Problem requirements:
Reproduce the listing below in its entirety. Change nothing.

Supplied records:
===
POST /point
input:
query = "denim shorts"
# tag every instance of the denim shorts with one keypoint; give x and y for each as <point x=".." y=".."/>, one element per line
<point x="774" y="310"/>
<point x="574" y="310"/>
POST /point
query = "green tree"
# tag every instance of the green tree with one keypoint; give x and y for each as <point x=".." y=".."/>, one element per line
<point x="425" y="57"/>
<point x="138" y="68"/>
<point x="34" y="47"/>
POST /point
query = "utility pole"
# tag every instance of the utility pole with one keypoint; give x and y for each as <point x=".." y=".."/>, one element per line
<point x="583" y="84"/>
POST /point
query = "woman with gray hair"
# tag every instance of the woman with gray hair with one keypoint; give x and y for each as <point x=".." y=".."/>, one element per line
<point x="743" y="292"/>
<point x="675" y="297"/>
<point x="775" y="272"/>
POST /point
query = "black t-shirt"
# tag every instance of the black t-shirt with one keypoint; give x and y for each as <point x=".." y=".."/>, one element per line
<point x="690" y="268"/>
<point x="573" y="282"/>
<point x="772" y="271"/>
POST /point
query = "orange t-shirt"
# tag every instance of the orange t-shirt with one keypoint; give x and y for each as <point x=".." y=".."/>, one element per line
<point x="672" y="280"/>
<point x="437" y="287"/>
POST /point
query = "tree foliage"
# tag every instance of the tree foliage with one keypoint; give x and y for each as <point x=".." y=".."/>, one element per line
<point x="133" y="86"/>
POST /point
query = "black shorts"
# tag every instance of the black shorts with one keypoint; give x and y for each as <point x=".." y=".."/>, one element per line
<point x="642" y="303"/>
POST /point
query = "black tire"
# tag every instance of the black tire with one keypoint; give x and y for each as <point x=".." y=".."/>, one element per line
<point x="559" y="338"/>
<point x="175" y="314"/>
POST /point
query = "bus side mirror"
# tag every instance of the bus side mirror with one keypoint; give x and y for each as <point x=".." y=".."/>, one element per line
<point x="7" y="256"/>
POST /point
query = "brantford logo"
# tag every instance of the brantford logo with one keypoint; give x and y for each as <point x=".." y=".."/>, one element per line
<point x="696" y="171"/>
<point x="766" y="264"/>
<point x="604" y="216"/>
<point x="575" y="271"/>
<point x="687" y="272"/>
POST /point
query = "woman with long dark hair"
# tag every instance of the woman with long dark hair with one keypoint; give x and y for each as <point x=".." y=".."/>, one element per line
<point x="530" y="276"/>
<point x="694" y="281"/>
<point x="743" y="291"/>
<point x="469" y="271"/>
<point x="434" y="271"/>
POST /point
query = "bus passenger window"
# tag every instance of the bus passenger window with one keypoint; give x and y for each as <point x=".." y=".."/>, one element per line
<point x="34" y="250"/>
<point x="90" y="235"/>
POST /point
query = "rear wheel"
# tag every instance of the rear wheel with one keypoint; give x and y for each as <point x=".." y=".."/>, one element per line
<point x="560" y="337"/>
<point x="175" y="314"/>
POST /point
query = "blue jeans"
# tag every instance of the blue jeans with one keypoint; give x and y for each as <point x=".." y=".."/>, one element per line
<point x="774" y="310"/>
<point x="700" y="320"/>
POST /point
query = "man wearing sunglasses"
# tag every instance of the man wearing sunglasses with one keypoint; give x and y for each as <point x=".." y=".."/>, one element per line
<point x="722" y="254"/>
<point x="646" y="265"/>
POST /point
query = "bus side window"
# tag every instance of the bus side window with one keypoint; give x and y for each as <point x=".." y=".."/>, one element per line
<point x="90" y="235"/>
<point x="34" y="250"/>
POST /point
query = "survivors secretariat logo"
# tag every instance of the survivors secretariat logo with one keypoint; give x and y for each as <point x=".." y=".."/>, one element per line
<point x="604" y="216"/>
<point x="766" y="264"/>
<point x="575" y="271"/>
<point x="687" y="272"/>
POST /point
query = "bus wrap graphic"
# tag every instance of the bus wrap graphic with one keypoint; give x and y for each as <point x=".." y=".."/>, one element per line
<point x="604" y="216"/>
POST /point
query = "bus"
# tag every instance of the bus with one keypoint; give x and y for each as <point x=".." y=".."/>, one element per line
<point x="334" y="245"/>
===
Response to the task:
POST /point
input:
query = "denim shorts"
# tag every instance of the denim shorts with one keypoint; give x and y for each as <point x=".." y=".."/>, one element per line
<point x="774" y="310"/>
<point x="574" y="310"/>
POST /point
query = "green tree"
# tag every instance of the green tree with one keypoint; give x and y for each as <point x=".." y=".."/>, one element per line
<point x="425" y="57"/>
<point x="138" y="68"/>
<point x="34" y="47"/>
POST /point
query = "utility pole"
# tag every instance of the utility pole with one keypoint; give x and y for each as <point x=".." y=".."/>, one element per line
<point x="583" y="84"/>
POST /point
query = "woman with gray hair"
# tag every instance of the woman with gray hair with one keypoint; give x and y for each as <point x=".." y=".."/>, one element per line
<point x="743" y="292"/>
<point x="675" y="297"/>
<point x="775" y="272"/>
POST /point
query = "black t-shirt"
# tag every instance of the black t-shirt with one keypoint; give x and y for each as <point x=".." y=".."/>, one element per line
<point x="690" y="268"/>
<point x="573" y="282"/>
<point x="772" y="271"/>
POST /point
query = "orange t-shirt"
# tag every instance of the orange t-shirt with one keypoint; give x and y for each as <point x=".." y=".."/>, one element per line
<point x="672" y="280"/>
<point x="437" y="287"/>
POST /point
query = "tree foliage"
# tag every instance of the tree foliage with one keypoint; give x and y for each as <point x=".." y=".."/>, one element per line
<point x="133" y="86"/>
POST /point
query = "black shorts"
# tag every instance of the black shorts with one keypoint; give x and y for each as <point x=".." y=".."/>, one element per line
<point x="642" y="303"/>
POST /point
query = "black tire"
# tag every instance of the black tire with one keypoint; give x and y for each as <point x=".." y=".."/>, one element per line
<point x="559" y="338"/>
<point x="175" y="314"/>
POST /point
query = "bus side mirror"
# tag every instance of the bus side mirror with one keypoint; give x and y for each as <point x=".." y=".."/>, one element per line
<point x="7" y="256"/>
POST /point
query = "brantford logo"
# tag every instance of the brantford logo with one keypoint; give x and y for each as <point x=".." y=".."/>, one element per line
<point x="696" y="171"/>
<point x="766" y="264"/>
<point x="604" y="216"/>
<point x="575" y="271"/>
<point x="687" y="272"/>
POST /point
query = "woman with long dark hair"
# tag every instance of the woman with long dark hair with one keypoint; give x and y for each as <point x=".." y=".."/>, one element per line
<point x="530" y="276"/>
<point x="694" y="281"/>
<point x="743" y="291"/>
<point x="469" y="271"/>
<point x="434" y="271"/>
POST /point
query = "bus passenger window"
# tag every instance of the bus passenger window with one keypoint; give x and y for each as <point x=".." y=".."/>, one element per line
<point x="34" y="250"/>
<point x="90" y="235"/>
POST /point
query = "rear wheel"
# tag every instance of the rear wheel with one keypoint; give x and y for each as <point x=".." y=".."/>, one element per line
<point x="560" y="337"/>
<point x="175" y="314"/>
POST /point
query = "blue jeans"
# tag every instance of the blue jeans with one keypoint; give x and y for each as <point x=".." y=".."/>, one element per line
<point x="774" y="310"/>
<point x="700" y="320"/>
POST /point
query = "man wearing sunglasses"
# tag every instance of the man wearing sunglasses with one keypoint; give x and y for each as <point x=".." y=".."/>, one element per line
<point x="722" y="254"/>
<point x="646" y="265"/>
POST /point
query = "bus side window"
# tag every instance of the bus side window with one keypoint; give x and y for each as <point x=".." y=".."/>, one element per line
<point x="90" y="235"/>
<point x="34" y="250"/>
POST /point
query = "survivors secretariat logo"
# tag every instance of the survivors secretariat logo with one keypoint; give x and y for each as <point x=".." y=".."/>, one element per line
<point x="604" y="216"/>
<point x="766" y="264"/>
<point x="575" y="271"/>
<point x="687" y="272"/>
POST /point
query = "bus wrap graphic"
# tag every instance of the bus wrap graphic with one keypoint; give x and y for each as <point x=".." y=".."/>, one element per line
<point x="604" y="216"/>
POST /point
query = "bus"
# tag every instance of the bus with one keypoint; give x and y for each as <point x=".." y=".."/>, one element per line
<point x="334" y="245"/>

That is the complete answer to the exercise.